• **TASK DESCRIPTION**:
Everything from the line that contains "Practice step: find the tree line" through the last line of the listing must be copied exactly, with both of those lines included and no others.

• **EXCERPTED DATA**:

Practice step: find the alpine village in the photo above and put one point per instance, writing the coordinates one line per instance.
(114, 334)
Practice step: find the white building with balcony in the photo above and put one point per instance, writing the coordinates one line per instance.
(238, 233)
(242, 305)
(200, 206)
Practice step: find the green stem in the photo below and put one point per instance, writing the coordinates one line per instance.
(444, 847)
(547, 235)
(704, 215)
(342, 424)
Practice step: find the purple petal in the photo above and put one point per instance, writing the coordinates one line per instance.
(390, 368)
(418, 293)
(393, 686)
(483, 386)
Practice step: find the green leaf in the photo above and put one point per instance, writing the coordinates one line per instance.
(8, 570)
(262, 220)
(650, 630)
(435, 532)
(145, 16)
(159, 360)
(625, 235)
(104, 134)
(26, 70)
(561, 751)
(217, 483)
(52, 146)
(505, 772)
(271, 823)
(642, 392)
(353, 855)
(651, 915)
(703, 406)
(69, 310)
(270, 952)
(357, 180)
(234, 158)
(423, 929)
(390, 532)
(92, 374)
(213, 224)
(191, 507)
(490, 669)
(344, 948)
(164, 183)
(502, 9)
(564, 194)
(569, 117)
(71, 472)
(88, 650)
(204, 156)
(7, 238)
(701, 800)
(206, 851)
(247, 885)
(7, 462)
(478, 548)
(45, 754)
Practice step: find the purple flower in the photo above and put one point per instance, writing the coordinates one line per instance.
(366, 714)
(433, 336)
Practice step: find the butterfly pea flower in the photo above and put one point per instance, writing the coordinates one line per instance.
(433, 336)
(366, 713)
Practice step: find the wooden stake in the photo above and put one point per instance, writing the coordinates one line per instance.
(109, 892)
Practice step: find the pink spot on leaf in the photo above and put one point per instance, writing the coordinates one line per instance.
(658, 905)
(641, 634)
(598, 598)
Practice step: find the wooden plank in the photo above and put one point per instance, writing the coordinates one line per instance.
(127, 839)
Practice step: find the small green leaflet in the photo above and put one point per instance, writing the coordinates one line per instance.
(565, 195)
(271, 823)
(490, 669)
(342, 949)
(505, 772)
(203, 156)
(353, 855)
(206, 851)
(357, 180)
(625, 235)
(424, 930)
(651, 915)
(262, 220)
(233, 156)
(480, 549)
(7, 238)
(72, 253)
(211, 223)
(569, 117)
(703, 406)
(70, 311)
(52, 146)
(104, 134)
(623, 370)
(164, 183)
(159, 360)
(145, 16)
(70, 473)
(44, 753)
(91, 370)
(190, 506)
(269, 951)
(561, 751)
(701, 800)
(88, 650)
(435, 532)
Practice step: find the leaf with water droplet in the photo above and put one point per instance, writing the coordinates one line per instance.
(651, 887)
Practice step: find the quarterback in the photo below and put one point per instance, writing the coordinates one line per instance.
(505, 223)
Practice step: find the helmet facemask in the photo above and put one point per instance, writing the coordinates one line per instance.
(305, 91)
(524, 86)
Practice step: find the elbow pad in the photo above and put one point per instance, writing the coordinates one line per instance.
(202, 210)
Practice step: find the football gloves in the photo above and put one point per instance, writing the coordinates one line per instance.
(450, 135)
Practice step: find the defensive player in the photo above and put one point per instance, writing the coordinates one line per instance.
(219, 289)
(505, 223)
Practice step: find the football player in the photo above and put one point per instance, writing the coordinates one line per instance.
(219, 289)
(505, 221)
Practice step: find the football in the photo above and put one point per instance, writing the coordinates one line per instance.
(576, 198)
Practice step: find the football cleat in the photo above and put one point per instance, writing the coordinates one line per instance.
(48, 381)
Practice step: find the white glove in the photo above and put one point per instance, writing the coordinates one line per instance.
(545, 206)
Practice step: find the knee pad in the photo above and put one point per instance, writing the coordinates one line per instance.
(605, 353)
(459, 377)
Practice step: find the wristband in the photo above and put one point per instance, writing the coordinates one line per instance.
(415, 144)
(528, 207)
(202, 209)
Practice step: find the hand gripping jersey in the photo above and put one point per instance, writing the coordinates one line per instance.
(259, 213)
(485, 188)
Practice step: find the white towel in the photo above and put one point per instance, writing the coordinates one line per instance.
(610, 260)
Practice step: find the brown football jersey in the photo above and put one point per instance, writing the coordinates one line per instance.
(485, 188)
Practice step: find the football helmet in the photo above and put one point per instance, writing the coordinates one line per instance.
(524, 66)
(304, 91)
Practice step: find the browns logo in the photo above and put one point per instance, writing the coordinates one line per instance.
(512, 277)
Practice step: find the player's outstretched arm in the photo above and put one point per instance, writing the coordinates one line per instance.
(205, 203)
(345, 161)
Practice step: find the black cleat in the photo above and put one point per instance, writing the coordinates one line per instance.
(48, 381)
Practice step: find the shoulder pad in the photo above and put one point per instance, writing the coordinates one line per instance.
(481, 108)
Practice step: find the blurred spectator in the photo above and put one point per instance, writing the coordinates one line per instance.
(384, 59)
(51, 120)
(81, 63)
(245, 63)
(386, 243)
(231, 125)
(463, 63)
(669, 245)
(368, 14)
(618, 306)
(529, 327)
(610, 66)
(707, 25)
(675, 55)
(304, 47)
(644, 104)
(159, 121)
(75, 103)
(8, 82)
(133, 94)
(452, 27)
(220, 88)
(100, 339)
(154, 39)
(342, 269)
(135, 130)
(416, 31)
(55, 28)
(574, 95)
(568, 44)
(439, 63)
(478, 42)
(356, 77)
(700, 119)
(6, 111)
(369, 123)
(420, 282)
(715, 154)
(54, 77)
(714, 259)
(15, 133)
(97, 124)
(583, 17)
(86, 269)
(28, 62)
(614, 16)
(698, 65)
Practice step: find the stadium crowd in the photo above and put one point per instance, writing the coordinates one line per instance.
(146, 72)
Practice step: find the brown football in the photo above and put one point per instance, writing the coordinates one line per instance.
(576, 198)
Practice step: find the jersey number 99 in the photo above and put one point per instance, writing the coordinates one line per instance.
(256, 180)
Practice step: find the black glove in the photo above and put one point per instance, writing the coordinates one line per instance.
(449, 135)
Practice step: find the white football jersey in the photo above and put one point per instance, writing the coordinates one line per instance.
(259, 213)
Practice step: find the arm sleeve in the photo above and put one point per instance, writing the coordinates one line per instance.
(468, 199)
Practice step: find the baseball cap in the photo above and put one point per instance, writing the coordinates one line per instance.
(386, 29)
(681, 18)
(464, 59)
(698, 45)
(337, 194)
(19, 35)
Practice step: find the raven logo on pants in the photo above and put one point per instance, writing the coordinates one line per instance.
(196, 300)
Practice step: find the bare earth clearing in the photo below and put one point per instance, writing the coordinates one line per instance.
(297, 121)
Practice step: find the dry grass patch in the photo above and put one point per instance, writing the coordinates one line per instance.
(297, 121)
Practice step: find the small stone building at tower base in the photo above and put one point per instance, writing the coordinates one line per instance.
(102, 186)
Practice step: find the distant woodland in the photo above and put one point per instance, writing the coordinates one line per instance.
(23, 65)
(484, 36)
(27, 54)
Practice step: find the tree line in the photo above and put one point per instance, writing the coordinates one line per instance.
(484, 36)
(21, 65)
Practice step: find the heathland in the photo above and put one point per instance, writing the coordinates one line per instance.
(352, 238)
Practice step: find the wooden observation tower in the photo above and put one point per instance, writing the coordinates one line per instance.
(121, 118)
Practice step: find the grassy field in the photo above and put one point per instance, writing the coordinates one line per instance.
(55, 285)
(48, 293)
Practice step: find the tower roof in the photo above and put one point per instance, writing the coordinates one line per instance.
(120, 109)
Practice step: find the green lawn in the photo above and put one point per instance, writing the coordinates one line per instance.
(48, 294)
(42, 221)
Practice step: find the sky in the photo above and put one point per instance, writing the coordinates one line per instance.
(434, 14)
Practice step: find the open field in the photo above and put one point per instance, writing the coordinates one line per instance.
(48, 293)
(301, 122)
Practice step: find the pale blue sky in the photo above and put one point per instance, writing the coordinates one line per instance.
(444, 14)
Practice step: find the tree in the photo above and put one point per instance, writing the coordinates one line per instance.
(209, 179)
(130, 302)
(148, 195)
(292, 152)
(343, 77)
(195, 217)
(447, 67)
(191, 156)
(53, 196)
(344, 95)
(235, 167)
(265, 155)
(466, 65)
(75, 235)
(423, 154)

• **EXPECTED ANSWER**:
Practice step: find the tree line in the photo above and put one point per instance, writing the coordinates one line per instance.
(484, 36)
(21, 65)
Practice step: find the heathland in the photo above and put one point per instance, writing the coordinates one line per instance.
(352, 238)
Practice step: find the wooden observation tower in the photo above and put one point per instance, writing the coordinates one line per instance.
(121, 118)
Practice step: find the grassy field in the photo above and put one point per instance, writing the coordinates one line per instance.
(55, 285)
(48, 293)
Practice step: find the tower roof in the photo above and put one point per instance, writing the coordinates one line per instance.
(120, 109)
Practice step: find the green lawn in the photo above and put one point per instance, writing the coordinates one line per instance.
(48, 294)
(42, 221)
Practice step: find the sky in the photo above and put one point per instance, writing the coordinates one line per instance.
(434, 14)
Practice step: find the open field in the photo above and put one point per instance, writing the coordinates one line per instance.
(48, 293)
(301, 122)
Practice step: find the pale blue sky in the photo above and put one point per instance, writing the coordinates one line per instance.
(444, 14)
Practice step: find the tree in the photo above and put one point per instance, writing the coordinates one line per instance.
(209, 179)
(130, 302)
(148, 195)
(292, 152)
(343, 77)
(195, 217)
(447, 67)
(191, 156)
(53, 196)
(344, 95)
(235, 167)
(265, 155)
(466, 65)
(75, 235)
(423, 154)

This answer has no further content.